WHAT THE TASK REQUIRES
Lay out the lines below as a numbered list, skipping any blank lines, and leave the pictures out of your answer.

--------------------

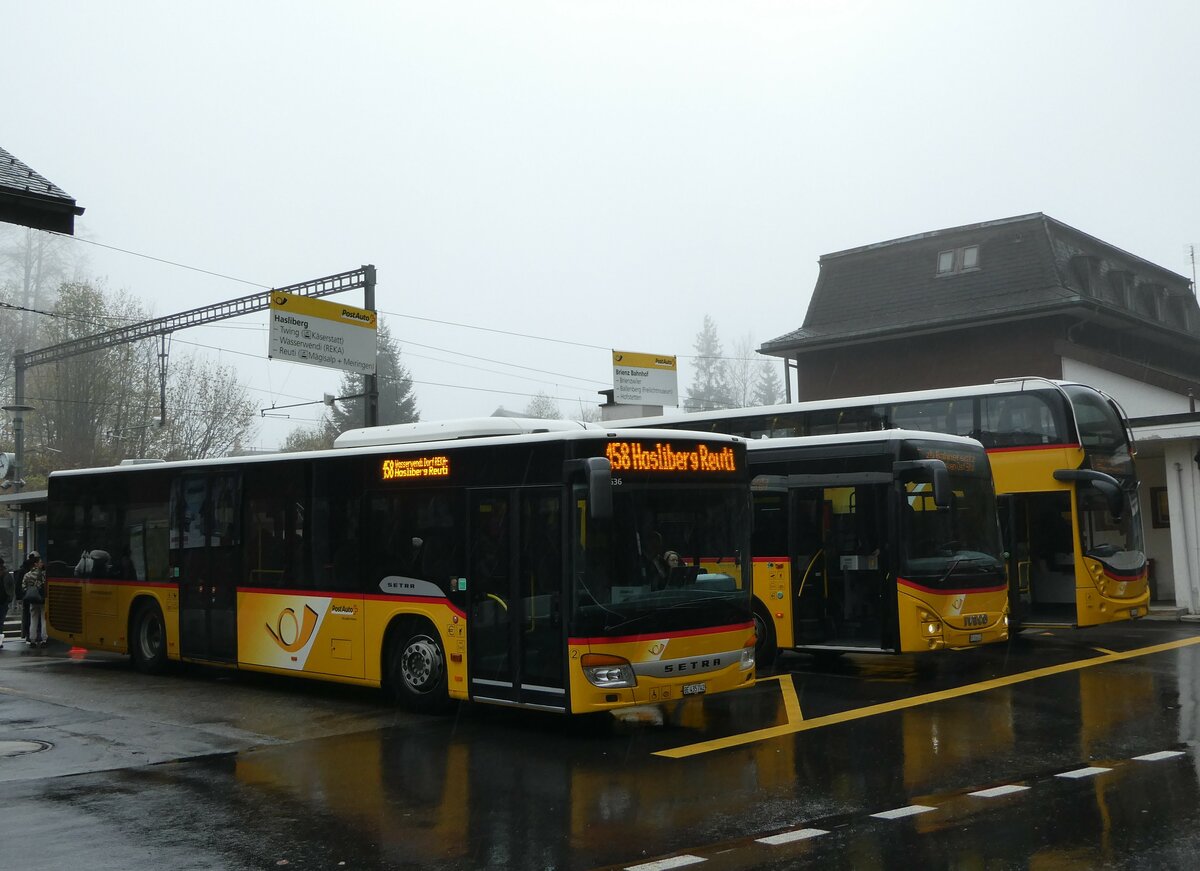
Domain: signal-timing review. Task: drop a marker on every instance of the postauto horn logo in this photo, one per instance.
(289, 632)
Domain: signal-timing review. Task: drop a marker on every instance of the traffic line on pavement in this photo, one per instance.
(1161, 755)
(791, 701)
(1090, 772)
(792, 836)
(666, 864)
(810, 832)
(900, 812)
(997, 791)
(915, 702)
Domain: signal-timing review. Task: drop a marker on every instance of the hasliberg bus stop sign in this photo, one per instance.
(319, 332)
(645, 379)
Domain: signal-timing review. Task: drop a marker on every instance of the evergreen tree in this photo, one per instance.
(768, 389)
(397, 402)
(711, 383)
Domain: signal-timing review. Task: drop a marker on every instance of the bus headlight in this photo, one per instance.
(607, 672)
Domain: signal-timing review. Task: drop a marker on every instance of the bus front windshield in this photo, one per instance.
(669, 559)
(1114, 541)
(949, 547)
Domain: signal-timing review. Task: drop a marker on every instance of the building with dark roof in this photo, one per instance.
(1025, 295)
(29, 199)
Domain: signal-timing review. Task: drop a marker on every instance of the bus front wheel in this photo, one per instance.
(417, 670)
(765, 649)
(149, 640)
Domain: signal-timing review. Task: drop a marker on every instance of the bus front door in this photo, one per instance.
(516, 643)
(205, 554)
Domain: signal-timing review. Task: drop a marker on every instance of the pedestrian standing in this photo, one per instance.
(7, 593)
(18, 582)
(35, 594)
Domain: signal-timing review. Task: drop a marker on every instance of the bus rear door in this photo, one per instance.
(516, 642)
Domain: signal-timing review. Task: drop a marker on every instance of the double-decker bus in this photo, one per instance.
(1063, 464)
(879, 541)
(496, 560)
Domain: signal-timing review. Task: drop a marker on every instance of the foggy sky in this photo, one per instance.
(603, 173)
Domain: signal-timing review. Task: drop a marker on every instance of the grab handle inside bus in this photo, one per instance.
(1108, 486)
(935, 469)
(598, 472)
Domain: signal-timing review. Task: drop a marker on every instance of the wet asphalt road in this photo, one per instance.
(882, 756)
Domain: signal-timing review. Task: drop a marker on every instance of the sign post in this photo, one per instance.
(645, 379)
(325, 334)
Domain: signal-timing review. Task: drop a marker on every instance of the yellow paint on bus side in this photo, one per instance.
(916, 701)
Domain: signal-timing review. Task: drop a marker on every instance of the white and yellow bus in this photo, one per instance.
(495, 560)
(1062, 461)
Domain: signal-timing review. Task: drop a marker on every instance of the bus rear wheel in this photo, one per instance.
(415, 670)
(148, 647)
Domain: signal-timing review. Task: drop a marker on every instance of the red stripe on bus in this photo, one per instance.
(112, 582)
(658, 636)
(1033, 448)
(904, 582)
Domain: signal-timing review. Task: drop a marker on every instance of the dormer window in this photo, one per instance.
(958, 259)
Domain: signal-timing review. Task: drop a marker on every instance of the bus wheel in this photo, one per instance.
(149, 640)
(765, 650)
(417, 670)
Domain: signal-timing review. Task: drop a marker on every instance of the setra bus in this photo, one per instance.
(497, 560)
(1062, 457)
(877, 541)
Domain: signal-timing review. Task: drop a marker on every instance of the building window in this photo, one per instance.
(958, 259)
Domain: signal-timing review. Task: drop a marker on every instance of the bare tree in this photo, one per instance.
(544, 407)
(211, 414)
(742, 372)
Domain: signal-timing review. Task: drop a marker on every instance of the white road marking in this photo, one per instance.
(996, 791)
(665, 864)
(1159, 755)
(1084, 773)
(897, 814)
(795, 835)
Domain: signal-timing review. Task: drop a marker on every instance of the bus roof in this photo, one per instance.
(1005, 385)
(869, 437)
(556, 431)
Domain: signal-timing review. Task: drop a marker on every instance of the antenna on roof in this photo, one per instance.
(1192, 256)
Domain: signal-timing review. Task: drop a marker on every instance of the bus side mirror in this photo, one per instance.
(598, 473)
(934, 469)
(1108, 486)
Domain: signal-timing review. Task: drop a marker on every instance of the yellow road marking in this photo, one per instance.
(916, 701)
(791, 701)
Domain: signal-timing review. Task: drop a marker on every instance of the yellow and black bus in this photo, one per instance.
(875, 542)
(497, 560)
(1062, 458)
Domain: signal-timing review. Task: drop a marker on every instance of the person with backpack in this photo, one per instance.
(19, 592)
(35, 594)
(7, 593)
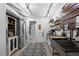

--------------------

SOLUTION BELOW
1. Domain: signal-timing review. Task: drop a marker on every instance of the postauto horn logo in this photo, one per instance.
2. (289, 632)
3. Domain: signal-timing review. Task: drop a marker on every instance of the traffic line on pavement in this photo, one per instance.
4. (1161, 755)
5. (791, 701)
6. (1090, 772)
7. (792, 836)
8. (666, 864)
9. (810, 832)
10. (900, 812)
11. (997, 791)
12. (915, 702)
13. Domain: signal-timing review. Task: drop a marker on every instance of the hasliberg bus stop sign in this photo, one per instance.
14. (319, 332)
15. (645, 379)
16. Domain: signal-timing review. Task: drop a marker on every instance of the evergreen tree in this photo, one per instance.
17. (768, 389)
18. (397, 402)
19. (711, 383)
20. Domain: signal-timing review. Task: drop a marker on every instance of the bus headlight in this photo, one per instance.
21. (607, 672)
22. Domain: signal-timing review. Task: drop a marker on every instance of the bus front windshield in this photo, one per instance.
23. (669, 559)
24. (1114, 541)
25. (949, 547)
26. Domain: signal-timing review. Task: drop a marker on every instance of the building with dark roof in this photo, one per instance.
27. (1025, 295)
28. (29, 199)
29. Domain: signal-timing review. Task: drop a marker on every instance of the bus front wheel in this photo, one per instance.
30. (417, 670)
31. (765, 649)
32. (149, 640)
33. Domain: signal-timing review. Task: drop a marker on every instance of the bus front door in this photo, one per instance.
34. (516, 643)
35. (205, 554)
36. Domain: signal-timing review. Task: drop a marker on every instance of the pedestrian standing in this photo, one per instance.
37. (7, 593)
38. (18, 582)
39. (35, 594)
40. Domain: signal-timing review. Task: drop a marker on every instance of the bus rear door in this photo, one per instance.
41. (516, 642)
42. Domain: signal-timing review. Task: drop a marker on every instance of the double-decker bus in this photo, one per instance.
43. (1063, 464)
44. (879, 541)
45. (496, 560)
46. Domain: signal-timing review. Task: drop a marker on every instance of the foggy sky in this photo, one per instance.
47. (603, 173)
48. Domain: signal-timing review. Task: drop a marker on every instance of the grab handle inside bus in this photo, one per instance.
49. (1108, 486)
50. (935, 469)
51. (598, 472)
52. Domain: signal-timing review. Task: drop a marker on every instance of the wet asphalt road in this photo, one per instance.
53. (882, 756)
54. Domain: signal-timing review. Task: drop a marker on every instance of the sign post in this photo, one per instance.
55. (645, 379)
56. (325, 334)
57. Domain: signal-timing review. Task: drop a marker on every instance of the yellow paint on bus side in this photo, one per instance.
58. (916, 701)
59. Domain: signal-timing review. Task: drop a marker on every instance of the white and yellow bus in this photo, one per instance.
60. (495, 560)
61. (1062, 461)
62. Domain: signal-timing review. Task: drop a marker on every instance of the bus rear wheel in this photo, one per instance.
63. (415, 670)
64. (148, 647)
65. Domain: signal-timing review. Task: drop a marker on every instance of the red stripe on bus in this photo, one per instance.
66. (112, 582)
67. (658, 636)
68. (1033, 448)
69. (904, 582)
70. Domain: signal-timing review. Task: drop a marker on every instance of the dormer window in this photo, one per instance.
71. (958, 259)
72. Domain: signal-timing review. Task: drop a marker on every instance of the bus wheel in this photo, one per instance.
73. (149, 640)
74. (765, 650)
75. (417, 670)
76. Domain: signal-timing review. Task: drop a marker on every instance of the setra bus in this photo, one per instance.
77. (497, 560)
78. (1062, 457)
79. (877, 541)
80. Domain: signal-timing review. Task: drop a marker on every instance of the building window in this photo, one per instance.
81. (958, 259)
82. Domain: signal-timing review. Task: drop a marker on every instance of the bare tree in this photo, one per instance.
83. (544, 407)
84. (211, 414)
85. (742, 372)
86. Domain: signal-timing review. Task: drop a marker on every instance of the white road marking in this photo, one per instance.
87. (996, 791)
88. (665, 864)
89. (1159, 755)
90. (1084, 773)
91. (897, 814)
92. (795, 835)
93. Domain: signal-timing review. Task: drop a marker on every instance of the bus roof in this photo, one per instance.
94. (1005, 385)
95. (869, 437)
96. (556, 431)
97. Domain: signal-timing review. Task: drop a marker on every instance of the antenna on roof in this photo, one per instance.
98. (1192, 256)
99. Domain: signal-timing review. Task: drop a marker on every instance of the bus side mirror in this photo, one per instance.
100. (598, 473)
101. (934, 469)
102. (1108, 486)
103. Domain: signal-timing review. Task: drop a marker on every instance of the yellow road marking in this photo, one per instance.
104. (916, 701)
105. (791, 701)
106. Domain: signal-timing review. Task: drop a marker on every instance of the yellow and black bus in this photo, one per instance.
107. (875, 542)
108. (497, 560)
109. (1062, 458)
110. Domain: signal-timing review. Task: drop a marker on every instance of the person with backpack in this photo, one per instance.
111. (19, 592)
112. (35, 594)
113. (7, 593)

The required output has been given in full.